* [Written request] Starting at the line that contains "Thank you for the photo. Could you indicate the white bathrobe" and ending at the end of the records, write out every line again, requests included, with each point coordinate in the answers multiplied by 0.8 and rounded to a whole number, halves rounded up. Leave the pictures out of your answer.
* * * * * * * * *
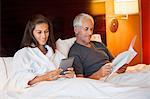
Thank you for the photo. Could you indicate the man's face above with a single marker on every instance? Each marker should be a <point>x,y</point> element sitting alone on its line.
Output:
<point>85,32</point>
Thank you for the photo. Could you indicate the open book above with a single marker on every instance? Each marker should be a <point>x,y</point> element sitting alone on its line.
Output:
<point>123,58</point>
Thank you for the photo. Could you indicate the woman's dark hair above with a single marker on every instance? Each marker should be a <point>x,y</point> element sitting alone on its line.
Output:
<point>28,38</point>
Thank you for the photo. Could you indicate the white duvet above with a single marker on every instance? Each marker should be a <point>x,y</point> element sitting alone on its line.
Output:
<point>134,84</point>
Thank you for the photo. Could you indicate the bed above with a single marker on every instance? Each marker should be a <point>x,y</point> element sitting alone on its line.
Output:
<point>133,84</point>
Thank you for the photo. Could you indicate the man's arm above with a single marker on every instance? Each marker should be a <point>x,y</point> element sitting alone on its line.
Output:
<point>102,72</point>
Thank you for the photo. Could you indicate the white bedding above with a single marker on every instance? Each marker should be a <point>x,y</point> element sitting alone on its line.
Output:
<point>134,84</point>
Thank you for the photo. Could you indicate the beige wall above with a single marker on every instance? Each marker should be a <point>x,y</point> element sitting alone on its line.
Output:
<point>119,41</point>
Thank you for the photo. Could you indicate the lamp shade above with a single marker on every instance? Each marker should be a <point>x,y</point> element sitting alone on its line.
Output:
<point>122,7</point>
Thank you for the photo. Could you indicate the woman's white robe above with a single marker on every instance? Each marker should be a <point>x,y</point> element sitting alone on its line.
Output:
<point>30,62</point>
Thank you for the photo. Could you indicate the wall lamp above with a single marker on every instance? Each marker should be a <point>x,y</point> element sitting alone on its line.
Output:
<point>123,8</point>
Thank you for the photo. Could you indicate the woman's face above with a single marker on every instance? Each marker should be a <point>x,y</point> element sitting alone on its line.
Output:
<point>85,31</point>
<point>41,33</point>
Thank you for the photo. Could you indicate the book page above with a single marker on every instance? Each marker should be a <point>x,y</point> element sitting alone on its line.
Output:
<point>123,58</point>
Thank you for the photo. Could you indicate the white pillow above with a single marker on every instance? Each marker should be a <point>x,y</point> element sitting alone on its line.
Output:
<point>63,46</point>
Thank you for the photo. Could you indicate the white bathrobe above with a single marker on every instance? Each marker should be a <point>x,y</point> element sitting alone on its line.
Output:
<point>29,62</point>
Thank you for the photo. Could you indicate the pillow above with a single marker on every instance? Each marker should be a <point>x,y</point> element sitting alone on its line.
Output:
<point>63,46</point>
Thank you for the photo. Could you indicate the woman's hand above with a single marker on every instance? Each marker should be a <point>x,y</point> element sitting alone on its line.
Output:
<point>102,72</point>
<point>69,73</point>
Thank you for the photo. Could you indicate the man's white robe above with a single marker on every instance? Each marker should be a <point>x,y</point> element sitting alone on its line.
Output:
<point>30,62</point>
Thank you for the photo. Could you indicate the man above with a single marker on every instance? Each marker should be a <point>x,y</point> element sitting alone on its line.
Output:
<point>92,59</point>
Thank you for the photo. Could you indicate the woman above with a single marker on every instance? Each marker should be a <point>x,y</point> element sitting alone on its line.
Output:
<point>34,61</point>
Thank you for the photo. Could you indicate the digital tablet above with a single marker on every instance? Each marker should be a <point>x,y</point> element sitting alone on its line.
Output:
<point>66,63</point>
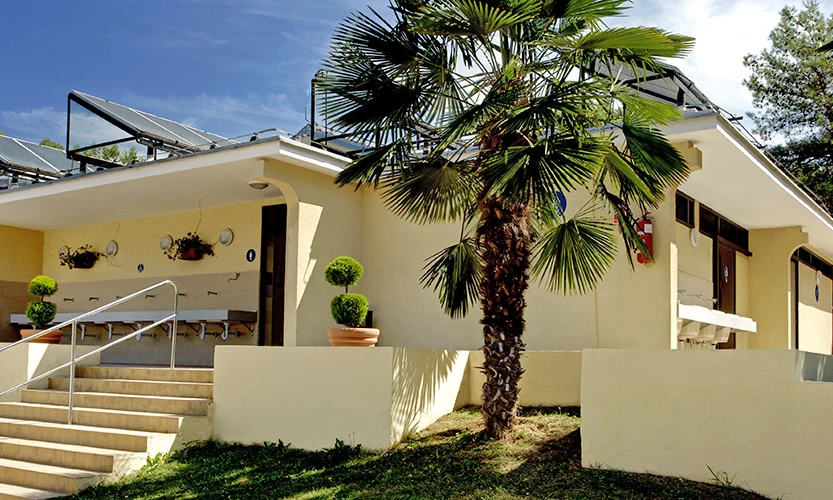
* * * * * * * * *
* [Solution to this problem]
Thank you for the photo. Could you indicate the white bathrobe above with a single marker on every instance? Each marker should be a <point>x,y</point> element sitting alone on its line.
Output:
<point>23,50</point>
Thank you for the photo. Could you indicate the pillow above with a single marker on every instance? Each marker should be a <point>x,y</point> element sitting alone on its line.
Output:
<point>50,37</point>
Thank you for the photo. Could you indicate the woman's hand above with a single marker on every instance? Each marker should be a <point>x,y</point> element sitting alone on its line.
Output:
<point>82,58</point>
<point>55,58</point>
Thank you for the photo. Could you indicate the man's white robe above with a single marker on every instance? Each marker should be a <point>x,y</point> element sitting alone on its line.
Output:
<point>24,50</point>
Thank you for the photo. Could you indicate the man above with a single marker on every instance? Each marker should be a <point>x,y</point> element sitting alone on its line.
Output:
<point>74,47</point>
Thank you for the photo. Could you indicate the woman above with a single marker on every instance? Each marker should be a <point>x,y</point> element sitting alone on its line.
Output:
<point>27,49</point>
Thank you for the photo. Could you indicate the digital tablet above with a single marker on every instance? Each marker should be a <point>x,y</point> element sitting alone on its line.
Output:
<point>53,50</point>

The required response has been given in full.